Alıntılanan Metin:
▼▼▼
Çıldırtıcı derecede antipatik popüler gündemimizde daha Sam’ın cinnetli ırkçı söylemlerinin ve sahnedeki Gülşen’in teri soğumadan Sezen Aksu linci başladı. Bu hararetle birbiri ardına intihar eden çocuklar, zar zor ısınan evlere düşen 700-800 liralık doğalgaz faturaları, irili ufaklı nice gündelik felaket, muktedirin laf salatasında boğuluyor. Bu ikiyüzlü ahlakçılıkların bir de böyle saptırma işlevi var tabii daima. Ortak umutsuzluklar muhafazakar çığırtkanlığın ikiyüzlü ortak değerleriyle bastırılmaya çalışılıyor. Yıllar boyu kaç kuşağın hislerine tercüman olmuş Sezen Aksu, ironisi uzaydan görülebilen şarkı sözleriyle hedef haline getirilerek donduran soğuklarda ahiret ateşinden medet umuluyor.
▲▲▲
Yazılı Görevler:
**a.** Alıntılanan metne göre zar zor ısınan evlere düşen doğalgaz faturaları kaç liralık?
**b.** Alıntılanan metinde "Çıldırtıcı derecede antipatik" ifadesinden "ateşinden medet umuluyor." ifadesine kadar uzanan bölümü hiç değiştirmeden yazın.

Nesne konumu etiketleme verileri
▼▼▼
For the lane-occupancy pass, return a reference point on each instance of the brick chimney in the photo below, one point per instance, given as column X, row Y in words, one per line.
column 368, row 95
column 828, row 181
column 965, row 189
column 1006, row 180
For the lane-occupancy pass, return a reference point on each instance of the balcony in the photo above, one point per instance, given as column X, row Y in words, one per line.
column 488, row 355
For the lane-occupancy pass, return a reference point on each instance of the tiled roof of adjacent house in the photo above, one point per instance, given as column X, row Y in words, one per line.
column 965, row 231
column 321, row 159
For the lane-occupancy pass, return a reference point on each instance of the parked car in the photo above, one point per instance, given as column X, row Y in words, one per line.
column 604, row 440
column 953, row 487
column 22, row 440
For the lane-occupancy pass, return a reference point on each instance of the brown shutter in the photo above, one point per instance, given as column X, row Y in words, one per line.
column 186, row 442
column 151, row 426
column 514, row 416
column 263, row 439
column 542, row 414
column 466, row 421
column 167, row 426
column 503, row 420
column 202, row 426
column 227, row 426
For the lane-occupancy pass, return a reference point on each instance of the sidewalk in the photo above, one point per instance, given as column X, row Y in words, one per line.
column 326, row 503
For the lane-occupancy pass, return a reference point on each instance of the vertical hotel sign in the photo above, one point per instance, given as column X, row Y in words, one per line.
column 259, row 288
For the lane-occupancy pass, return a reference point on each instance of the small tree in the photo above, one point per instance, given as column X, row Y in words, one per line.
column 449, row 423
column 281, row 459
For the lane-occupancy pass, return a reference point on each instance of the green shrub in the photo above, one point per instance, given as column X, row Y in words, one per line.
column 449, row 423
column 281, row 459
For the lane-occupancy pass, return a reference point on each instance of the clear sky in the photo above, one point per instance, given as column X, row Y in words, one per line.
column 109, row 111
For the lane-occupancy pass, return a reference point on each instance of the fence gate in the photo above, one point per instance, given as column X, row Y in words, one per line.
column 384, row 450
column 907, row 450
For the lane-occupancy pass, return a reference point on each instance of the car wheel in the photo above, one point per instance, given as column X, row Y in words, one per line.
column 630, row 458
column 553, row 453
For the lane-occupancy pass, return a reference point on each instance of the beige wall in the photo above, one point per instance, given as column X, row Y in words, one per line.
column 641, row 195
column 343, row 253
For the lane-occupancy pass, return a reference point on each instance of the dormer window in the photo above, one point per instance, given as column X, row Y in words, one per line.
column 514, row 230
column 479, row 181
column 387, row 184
▲▲▲
Çıktılar:
**a.** 700-800 liralık.

**b.**
Çıldırtıcı derecede antipatik popüler gündemimizde daha Sam’ın cinnetli ırkçı söylemlerinin ve sahnedeki Gülşen’in teri soğumadan Sezen Aksu linci başladı. Bu hararetle birbiri ardına intihar eden çocuklar, zar zor ısınan evlere düşen 700-800 liralık doğalgaz faturaları, irili ufaklı nice gündelik felaket, muktedirin laf salatasında boğuluyor. Bu ikiyüzlü ahlakçılıkların bir de böyle saptırma işlevi var tabii daima. Ortak umutsuzluklar muhafazakar çığırtkanlığın ikiyüzlü ortak değerleriyle bastırılmaya çalışılıyor. Yıllar boyu kaç kuşağın hislerine tercüman olmuş Sezen Aksu, ironisi uzaydan görülebilen şarkı sözleriyle hedef haline getirilerek donduran soğuklarda ahiret ateşinden medet umuluyor.